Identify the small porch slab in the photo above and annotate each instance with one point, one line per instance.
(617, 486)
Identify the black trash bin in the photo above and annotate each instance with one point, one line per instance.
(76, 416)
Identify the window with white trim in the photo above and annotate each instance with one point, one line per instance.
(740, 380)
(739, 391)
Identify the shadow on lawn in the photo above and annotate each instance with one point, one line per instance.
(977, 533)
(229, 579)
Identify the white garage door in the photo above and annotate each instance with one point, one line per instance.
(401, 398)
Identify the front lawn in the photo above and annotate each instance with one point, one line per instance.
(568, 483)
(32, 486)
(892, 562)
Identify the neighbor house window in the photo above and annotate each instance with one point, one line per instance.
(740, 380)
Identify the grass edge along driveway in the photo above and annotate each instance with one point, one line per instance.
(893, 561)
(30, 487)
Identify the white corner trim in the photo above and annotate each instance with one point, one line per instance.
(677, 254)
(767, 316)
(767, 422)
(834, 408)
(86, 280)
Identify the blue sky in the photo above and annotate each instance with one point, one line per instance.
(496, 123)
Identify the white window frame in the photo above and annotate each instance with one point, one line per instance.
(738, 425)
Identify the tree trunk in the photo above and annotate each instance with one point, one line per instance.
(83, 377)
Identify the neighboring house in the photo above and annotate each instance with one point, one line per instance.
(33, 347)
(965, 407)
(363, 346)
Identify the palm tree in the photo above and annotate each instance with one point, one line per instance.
◇ ◇ ◇ ◇ ◇ ◇ ◇
Every entry should be printed again exactly as written.

Identify the small porch slab in the photo above and annotate each instance with one point, one line per instance.
(617, 486)
Identify the black trash bin in the photo above and annotate each instance with one point, one line per instance.
(76, 416)
Identify the window with white trim in the photo above and annotate each instance with one point, one line per instance.
(740, 380)
(739, 391)
Identify the shadow on lawn in the photo above and annotate each instance with one point, one line per instance.
(977, 533)
(229, 579)
Identify the white garage door in the photo above and annotate each instance with one point, one line per instance.
(401, 398)
Identify the front lawn in the photo above and annotate each instance with one point, one line per instance.
(568, 483)
(32, 486)
(892, 562)
Identify the neighbor house window in the photo above and annotate each instance with one point, one line per instance.
(740, 380)
Identify the grass edge along driveway in the photo above and annotate each instance with one point, one line per instance.
(893, 561)
(30, 487)
Identify the white corner trim in the photo above and annotate each instance with one point, one line per instance.
(677, 254)
(767, 316)
(767, 422)
(834, 408)
(86, 280)
Identify the blue sky in the photo above and annotate each instance with one point, one line per instance.
(496, 123)
Identify the white window frame in the photo above and annotate each instance with one point, one line per instance.
(738, 425)
Identify the tree trunk in the photo above and annotate each instance with one point, one line per instance.
(83, 377)
Identify the neighboring house in the photo above and annotate each instance with one point, one line per instance.
(33, 347)
(965, 407)
(363, 346)
Identify the palm tree in the photo above and annotate each instance with one point, one line per instance.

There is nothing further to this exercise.